[INSTRUCTIONS TO FOLLOW] How many lines below contain the word "green"? Matching is case-sensitive; give only the number.

[DATA]
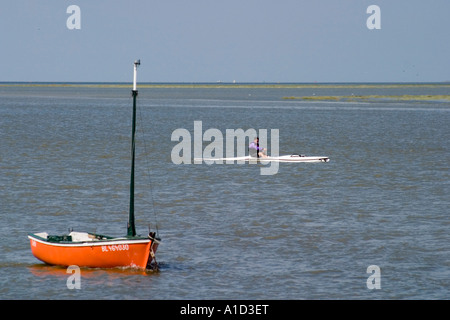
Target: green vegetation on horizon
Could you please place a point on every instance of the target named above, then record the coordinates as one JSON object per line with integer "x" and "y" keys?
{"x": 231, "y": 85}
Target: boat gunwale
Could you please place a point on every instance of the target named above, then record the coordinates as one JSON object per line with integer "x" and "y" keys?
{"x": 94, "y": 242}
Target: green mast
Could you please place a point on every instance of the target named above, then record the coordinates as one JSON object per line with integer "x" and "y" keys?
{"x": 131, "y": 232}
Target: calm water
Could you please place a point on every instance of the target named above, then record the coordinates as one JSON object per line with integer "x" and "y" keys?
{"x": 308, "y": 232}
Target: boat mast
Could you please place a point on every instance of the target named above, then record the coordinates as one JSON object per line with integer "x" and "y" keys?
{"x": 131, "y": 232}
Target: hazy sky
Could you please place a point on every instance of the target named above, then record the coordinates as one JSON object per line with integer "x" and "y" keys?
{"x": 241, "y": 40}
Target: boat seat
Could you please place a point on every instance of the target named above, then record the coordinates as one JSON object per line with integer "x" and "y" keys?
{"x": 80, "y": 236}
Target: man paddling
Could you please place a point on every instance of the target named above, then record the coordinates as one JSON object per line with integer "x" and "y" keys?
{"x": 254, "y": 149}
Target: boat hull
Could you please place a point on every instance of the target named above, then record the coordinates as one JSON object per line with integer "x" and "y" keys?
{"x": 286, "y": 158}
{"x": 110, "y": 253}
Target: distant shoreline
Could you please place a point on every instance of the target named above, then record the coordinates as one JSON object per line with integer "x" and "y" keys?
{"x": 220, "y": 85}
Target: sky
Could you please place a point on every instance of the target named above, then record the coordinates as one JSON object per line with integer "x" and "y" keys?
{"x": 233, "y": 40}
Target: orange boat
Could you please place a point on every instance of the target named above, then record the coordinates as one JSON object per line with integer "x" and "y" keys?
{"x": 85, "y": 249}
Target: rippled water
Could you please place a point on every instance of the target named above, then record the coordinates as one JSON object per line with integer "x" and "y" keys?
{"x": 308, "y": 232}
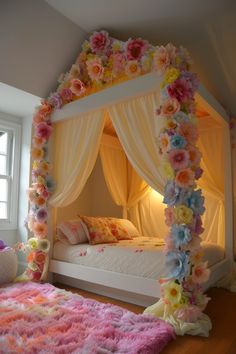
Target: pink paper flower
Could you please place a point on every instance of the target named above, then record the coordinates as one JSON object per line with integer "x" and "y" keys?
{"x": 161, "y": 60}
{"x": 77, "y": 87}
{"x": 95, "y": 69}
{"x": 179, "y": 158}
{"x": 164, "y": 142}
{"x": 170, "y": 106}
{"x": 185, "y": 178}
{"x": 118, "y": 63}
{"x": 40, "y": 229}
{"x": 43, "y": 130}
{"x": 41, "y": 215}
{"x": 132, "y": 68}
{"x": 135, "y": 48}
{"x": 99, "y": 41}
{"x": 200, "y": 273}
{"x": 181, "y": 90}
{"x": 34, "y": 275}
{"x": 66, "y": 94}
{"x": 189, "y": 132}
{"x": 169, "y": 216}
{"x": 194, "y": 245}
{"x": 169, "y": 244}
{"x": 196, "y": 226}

--

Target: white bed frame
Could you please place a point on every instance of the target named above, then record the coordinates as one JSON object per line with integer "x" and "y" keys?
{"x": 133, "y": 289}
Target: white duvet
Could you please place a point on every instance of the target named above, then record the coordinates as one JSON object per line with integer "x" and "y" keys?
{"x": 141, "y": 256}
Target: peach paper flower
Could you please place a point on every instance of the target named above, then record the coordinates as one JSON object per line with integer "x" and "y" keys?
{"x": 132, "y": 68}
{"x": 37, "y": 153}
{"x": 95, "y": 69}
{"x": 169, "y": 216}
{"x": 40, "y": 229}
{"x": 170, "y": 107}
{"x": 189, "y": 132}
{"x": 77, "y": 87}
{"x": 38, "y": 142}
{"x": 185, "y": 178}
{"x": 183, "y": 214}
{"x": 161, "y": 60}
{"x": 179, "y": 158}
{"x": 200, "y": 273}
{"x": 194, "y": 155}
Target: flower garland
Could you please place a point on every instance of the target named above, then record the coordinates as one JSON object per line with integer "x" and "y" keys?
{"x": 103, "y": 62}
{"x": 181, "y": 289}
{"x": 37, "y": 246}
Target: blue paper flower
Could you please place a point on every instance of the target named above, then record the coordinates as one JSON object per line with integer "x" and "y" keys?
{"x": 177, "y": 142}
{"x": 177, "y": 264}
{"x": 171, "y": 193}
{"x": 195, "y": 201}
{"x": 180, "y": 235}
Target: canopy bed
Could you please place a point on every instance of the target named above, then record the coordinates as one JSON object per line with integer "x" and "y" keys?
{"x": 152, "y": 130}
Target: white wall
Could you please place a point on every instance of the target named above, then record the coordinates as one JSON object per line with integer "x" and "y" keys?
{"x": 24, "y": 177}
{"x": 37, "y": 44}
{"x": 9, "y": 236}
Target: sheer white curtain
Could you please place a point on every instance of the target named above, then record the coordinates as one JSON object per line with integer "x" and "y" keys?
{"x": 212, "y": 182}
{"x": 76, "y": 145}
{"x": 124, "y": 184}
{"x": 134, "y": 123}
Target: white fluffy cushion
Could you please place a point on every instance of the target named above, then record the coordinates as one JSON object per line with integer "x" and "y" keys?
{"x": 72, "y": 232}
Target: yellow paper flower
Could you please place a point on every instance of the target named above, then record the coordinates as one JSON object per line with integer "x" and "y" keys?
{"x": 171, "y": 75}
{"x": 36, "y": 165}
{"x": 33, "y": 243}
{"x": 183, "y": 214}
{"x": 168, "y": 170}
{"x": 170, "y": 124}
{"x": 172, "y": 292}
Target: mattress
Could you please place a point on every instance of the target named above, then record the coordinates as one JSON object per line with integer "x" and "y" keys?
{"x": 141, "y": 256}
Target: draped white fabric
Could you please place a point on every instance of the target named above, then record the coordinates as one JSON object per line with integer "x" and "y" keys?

[FINISHED ANSWER] 2